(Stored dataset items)
— start —

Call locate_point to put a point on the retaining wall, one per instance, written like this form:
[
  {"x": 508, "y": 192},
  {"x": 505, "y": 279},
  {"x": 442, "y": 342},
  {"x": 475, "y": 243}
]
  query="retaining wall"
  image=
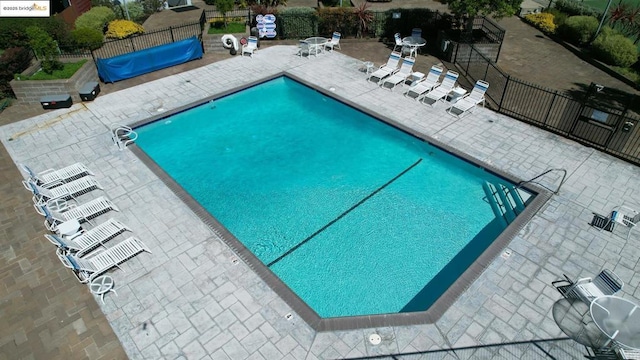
[{"x": 30, "y": 91}]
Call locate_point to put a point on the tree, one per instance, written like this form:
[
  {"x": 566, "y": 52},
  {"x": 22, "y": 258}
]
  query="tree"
[
  {"x": 45, "y": 48},
  {"x": 224, "y": 6},
  {"x": 469, "y": 9}
]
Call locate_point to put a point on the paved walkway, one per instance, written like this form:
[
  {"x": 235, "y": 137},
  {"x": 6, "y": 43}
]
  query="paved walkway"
[{"x": 189, "y": 299}]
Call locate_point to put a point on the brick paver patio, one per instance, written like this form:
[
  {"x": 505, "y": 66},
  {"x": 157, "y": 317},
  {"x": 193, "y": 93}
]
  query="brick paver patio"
[{"x": 189, "y": 298}]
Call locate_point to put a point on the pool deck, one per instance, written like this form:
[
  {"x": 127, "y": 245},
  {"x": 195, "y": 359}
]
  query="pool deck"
[{"x": 191, "y": 299}]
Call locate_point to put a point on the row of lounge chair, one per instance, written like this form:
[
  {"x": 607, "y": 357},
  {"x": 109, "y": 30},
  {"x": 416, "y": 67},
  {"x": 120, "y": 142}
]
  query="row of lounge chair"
[
  {"x": 79, "y": 251},
  {"x": 429, "y": 89}
]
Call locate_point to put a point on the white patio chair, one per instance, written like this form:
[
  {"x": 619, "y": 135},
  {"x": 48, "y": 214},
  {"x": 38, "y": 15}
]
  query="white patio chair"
[
  {"x": 587, "y": 289},
  {"x": 471, "y": 100},
  {"x": 88, "y": 268},
  {"x": 85, "y": 242},
  {"x": 66, "y": 191},
  {"x": 251, "y": 46},
  {"x": 406, "y": 69},
  {"x": 82, "y": 213},
  {"x": 441, "y": 92},
  {"x": 427, "y": 84},
  {"x": 387, "y": 69},
  {"x": 50, "y": 177},
  {"x": 334, "y": 43}
]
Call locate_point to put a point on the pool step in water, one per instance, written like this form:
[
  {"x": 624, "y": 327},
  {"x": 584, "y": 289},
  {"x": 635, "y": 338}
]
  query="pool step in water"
[{"x": 505, "y": 202}]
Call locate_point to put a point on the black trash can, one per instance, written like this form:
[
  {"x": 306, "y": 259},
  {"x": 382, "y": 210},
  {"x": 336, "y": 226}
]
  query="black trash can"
[{"x": 89, "y": 91}]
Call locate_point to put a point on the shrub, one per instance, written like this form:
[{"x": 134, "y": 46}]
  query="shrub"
[
  {"x": 89, "y": 39},
  {"x": 558, "y": 16},
  {"x": 96, "y": 18},
  {"x": 542, "y": 21},
  {"x": 338, "y": 19},
  {"x": 135, "y": 9},
  {"x": 579, "y": 29},
  {"x": 614, "y": 49},
  {"x": 13, "y": 60},
  {"x": 120, "y": 29},
  {"x": 298, "y": 22},
  {"x": 574, "y": 8},
  {"x": 152, "y": 6},
  {"x": 45, "y": 48}
]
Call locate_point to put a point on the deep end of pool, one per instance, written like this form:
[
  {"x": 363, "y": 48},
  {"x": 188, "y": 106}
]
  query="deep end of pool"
[{"x": 427, "y": 305}]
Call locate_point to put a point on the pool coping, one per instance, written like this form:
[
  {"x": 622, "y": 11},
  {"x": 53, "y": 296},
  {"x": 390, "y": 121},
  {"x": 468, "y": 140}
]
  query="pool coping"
[{"x": 435, "y": 311}]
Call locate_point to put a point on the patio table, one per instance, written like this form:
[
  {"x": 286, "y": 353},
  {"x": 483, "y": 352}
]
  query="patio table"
[
  {"x": 569, "y": 315},
  {"x": 414, "y": 43},
  {"x": 316, "y": 43},
  {"x": 618, "y": 319}
]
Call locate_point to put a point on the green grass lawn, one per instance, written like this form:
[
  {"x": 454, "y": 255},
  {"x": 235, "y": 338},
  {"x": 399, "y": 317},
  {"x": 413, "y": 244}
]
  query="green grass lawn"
[
  {"x": 232, "y": 28},
  {"x": 65, "y": 73}
]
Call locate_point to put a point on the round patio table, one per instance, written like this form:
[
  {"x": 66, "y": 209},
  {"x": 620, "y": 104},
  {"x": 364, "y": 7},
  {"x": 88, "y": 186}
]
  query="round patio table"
[
  {"x": 618, "y": 319},
  {"x": 569, "y": 315},
  {"x": 414, "y": 43},
  {"x": 316, "y": 43}
]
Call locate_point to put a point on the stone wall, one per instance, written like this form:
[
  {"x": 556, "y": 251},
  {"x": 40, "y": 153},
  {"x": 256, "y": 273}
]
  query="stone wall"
[{"x": 30, "y": 91}]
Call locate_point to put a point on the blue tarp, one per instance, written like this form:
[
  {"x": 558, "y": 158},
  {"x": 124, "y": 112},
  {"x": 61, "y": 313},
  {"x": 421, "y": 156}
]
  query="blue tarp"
[{"x": 144, "y": 61}]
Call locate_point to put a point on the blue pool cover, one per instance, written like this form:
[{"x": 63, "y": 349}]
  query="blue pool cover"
[{"x": 144, "y": 61}]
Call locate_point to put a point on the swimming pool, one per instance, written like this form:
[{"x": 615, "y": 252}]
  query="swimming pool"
[{"x": 346, "y": 210}]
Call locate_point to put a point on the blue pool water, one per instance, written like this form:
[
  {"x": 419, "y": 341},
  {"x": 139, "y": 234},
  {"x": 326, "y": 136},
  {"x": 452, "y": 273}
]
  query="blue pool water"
[{"x": 355, "y": 216}]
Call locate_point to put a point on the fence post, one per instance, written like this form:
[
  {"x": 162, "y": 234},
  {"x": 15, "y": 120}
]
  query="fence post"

— end —

Task: Set the pictures aside and transcribe the data above exactly.

Written solution:
Call locate_point to put a point on the retaining wall, one per instance, written like this form:
[
  {"x": 508, "y": 192},
  {"x": 505, "y": 279},
  {"x": 442, "y": 342},
  {"x": 475, "y": 243}
]
  query="retaining wall"
  image=
[{"x": 30, "y": 91}]
Call locate_point to put a point on the tree, one per instance, written like this form:
[
  {"x": 566, "y": 52},
  {"x": 22, "y": 258}
]
  query="tree"
[
  {"x": 45, "y": 48},
  {"x": 224, "y": 6},
  {"x": 469, "y": 9}
]
Call locate_point to put a point on the paved walkway, one per instance, written like this form:
[
  {"x": 235, "y": 137},
  {"x": 6, "y": 43}
]
  query="paved walkway"
[{"x": 189, "y": 299}]
Call locate_point to put a point on the brick paver patio, one per instance, written like this form:
[
  {"x": 505, "y": 66},
  {"x": 157, "y": 317},
  {"x": 193, "y": 93}
]
  query="brick paver patio"
[{"x": 189, "y": 298}]
Call locate_point to put a point on the pool deck, one per instance, written like this form:
[
  {"x": 127, "y": 245},
  {"x": 195, "y": 359}
]
  query="pool deck"
[{"x": 191, "y": 299}]
Call locate_point to put a point on the row of lounge chair, one per instance, written like this form:
[
  {"x": 607, "y": 357},
  {"x": 109, "y": 30},
  {"x": 416, "y": 67},
  {"x": 120, "y": 142}
]
  query="row of lounge chair"
[
  {"x": 79, "y": 251},
  {"x": 429, "y": 89}
]
Call locate_point to put a point on the white patio chair, one per instance, written like this form:
[
  {"x": 619, "y": 135},
  {"x": 48, "y": 214},
  {"x": 38, "y": 15}
]
  query="white patio chair"
[
  {"x": 587, "y": 289},
  {"x": 471, "y": 100},
  {"x": 88, "y": 268},
  {"x": 85, "y": 242},
  {"x": 66, "y": 191},
  {"x": 251, "y": 46},
  {"x": 406, "y": 69},
  {"x": 82, "y": 213},
  {"x": 441, "y": 92},
  {"x": 427, "y": 84},
  {"x": 387, "y": 69},
  {"x": 50, "y": 177},
  {"x": 334, "y": 43}
]
Call locate_point to put a point on the pool step in water, one per instance, written like this form:
[
  {"x": 624, "y": 327},
  {"x": 584, "y": 289},
  {"x": 635, "y": 338}
]
  query="pool step in water"
[{"x": 505, "y": 202}]
Call locate_point to put a point on the black trash can, one per instance, written like this form:
[
  {"x": 306, "y": 259},
  {"x": 382, "y": 210},
  {"x": 336, "y": 226}
]
  query="black trash can"
[{"x": 89, "y": 91}]
Call locate_point to put a point on the shrub, one per instance, written like this form:
[{"x": 134, "y": 46}]
  query="shrub"
[
  {"x": 89, "y": 39},
  {"x": 558, "y": 16},
  {"x": 96, "y": 18},
  {"x": 542, "y": 21},
  {"x": 338, "y": 19},
  {"x": 135, "y": 9},
  {"x": 579, "y": 29},
  {"x": 614, "y": 49},
  {"x": 13, "y": 60},
  {"x": 120, "y": 29},
  {"x": 298, "y": 22},
  {"x": 574, "y": 8},
  {"x": 152, "y": 6},
  {"x": 45, "y": 48}
]
Call locate_point to put a point on the deep end of pool, one per instance, written like this form:
[
  {"x": 363, "y": 48},
  {"x": 188, "y": 106}
]
  query="deep end of pool"
[{"x": 427, "y": 305}]
Call locate_point to put a point on the pool coping, one per instance, written like this form:
[
  {"x": 622, "y": 11},
  {"x": 53, "y": 296},
  {"x": 390, "y": 121},
  {"x": 468, "y": 140}
]
  query="pool coping"
[{"x": 435, "y": 311}]
Call locate_point to put a point on the patio table, one per instance, written like this form:
[
  {"x": 286, "y": 353},
  {"x": 483, "y": 352}
]
  query="patio table"
[
  {"x": 569, "y": 315},
  {"x": 414, "y": 43},
  {"x": 316, "y": 43},
  {"x": 618, "y": 319}
]
Call locate_point to put a point on the green grass lawn, one per instance, written like this form:
[
  {"x": 454, "y": 255},
  {"x": 235, "y": 338},
  {"x": 399, "y": 317},
  {"x": 413, "y": 244}
]
  query="green grass lawn"
[
  {"x": 232, "y": 28},
  {"x": 65, "y": 73}
]
Call locate_point to put a point on the round patio table, one per instance, written like this form:
[
  {"x": 66, "y": 209},
  {"x": 620, "y": 104},
  {"x": 364, "y": 7},
  {"x": 88, "y": 186}
]
  query="round patio table"
[
  {"x": 618, "y": 319},
  {"x": 569, "y": 315},
  {"x": 414, "y": 43},
  {"x": 316, "y": 43}
]
Call locate_point to put a point on the stone wall, one per instance, written like this form:
[
  {"x": 556, "y": 251},
  {"x": 40, "y": 153},
  {"x": 256, "y": 273}
]
  query="stone wall"
[{"x": 30, "y": 91}]
Call locate_point to put a point on the blue tarp, one per instance, written like this form:
[
  {"x": 558, "y": 158},
  {"x": 124, "y": 112},
  {"x": 61, "y": 313},
  {"x": 421, "y": 156}
]
  query="blue tarp"
[{"x": 144, "y": 61}]
Call locate_point to put a point on the blue pool cover, one per instance, written like this form:
[{"x": 63, "y": 349}]
  query="blue pool cover"
[{"x": 144, "y": 61}]
Call locate_point to put a point on the swimming pool, one per instance, written like this form:
[{"x": 615, "y": 252}]
  query="swimming pool"
[{"x": 346, "y": 210}]
Call locate_point to put a point on the blue pool water, one per instance, written like this form:
[
  {"x": 419, "y": 341},
  {"x": 139, "y": 234},
  {"x": 326, "y": 136},
  {"x": 452, "y": 273}
]
  query="blue pool water"
[{"x": 355, "y": 216}]
Call locate_point to put a point on the fence post, one per instance, written like this form:
[
  {"x": 162, "y": 234},
  {"x": 15, "y": 120}
]
  query="fence post"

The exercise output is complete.